Write out only the lines running from the one that contains "Could you point at the overcast" to the end of the material, both ends included.
start SOURCE RECORDS
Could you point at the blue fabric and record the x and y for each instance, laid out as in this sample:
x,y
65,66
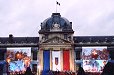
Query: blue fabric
x,y
46,60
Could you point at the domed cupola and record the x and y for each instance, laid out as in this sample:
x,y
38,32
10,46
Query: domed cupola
x,y
56,23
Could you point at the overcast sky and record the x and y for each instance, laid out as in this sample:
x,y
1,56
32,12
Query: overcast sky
x,y
89,17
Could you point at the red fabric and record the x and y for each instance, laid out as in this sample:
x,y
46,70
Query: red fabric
x,y
66,60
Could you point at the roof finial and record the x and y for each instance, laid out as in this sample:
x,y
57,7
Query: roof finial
x,y
57,3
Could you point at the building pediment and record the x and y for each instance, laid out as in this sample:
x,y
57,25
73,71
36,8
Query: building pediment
x,y
56,40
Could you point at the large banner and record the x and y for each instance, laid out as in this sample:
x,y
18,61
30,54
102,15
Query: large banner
x,y
46,60
66,60
18,59
56,60
94,58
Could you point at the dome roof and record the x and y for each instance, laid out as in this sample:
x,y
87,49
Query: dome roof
x,y
54,22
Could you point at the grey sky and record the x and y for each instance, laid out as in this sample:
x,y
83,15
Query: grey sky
end SOURCE RECORDS
SOLVED PROBLEM —
Could you point at the overcast sky and record the x and y for each instance, laid out as in this sample:
x,y
1,56
32,12
Query: overcast sky
x,y
89,17
Could you point at the red fabric and record the x and y for each instance, laid out as in this sample:
x,y
46,70
Query: red fabric
x,y
66,60
Could you point at the roof finial and record the x and y for each instance, laid out as in this sample:
x,y
57,7
Query: roof finial
x,y
57,3
Could you point at the building pediment and record the x and y for each instance, laid out as in this sample:
x,y
57,25
73,71
36,8
Query: building pediment
x,y
56,40
Could you point at the large banner and record the x and y for each instance, laid out as in this sample:
x,y
18,61
30,54
102,15
Query: large banner
x,y
46,60
66,60
18,59
56,60
94,58
Could you point at the dome roof and record the x and y for each instance, laid out as in this sample:
x,y
87,49
Query: dome roof
x,y
54,22
Could you point at the grey sky and record the x and y for each instance, laid out as in this sample:
x,y
83,15
Query: grey sky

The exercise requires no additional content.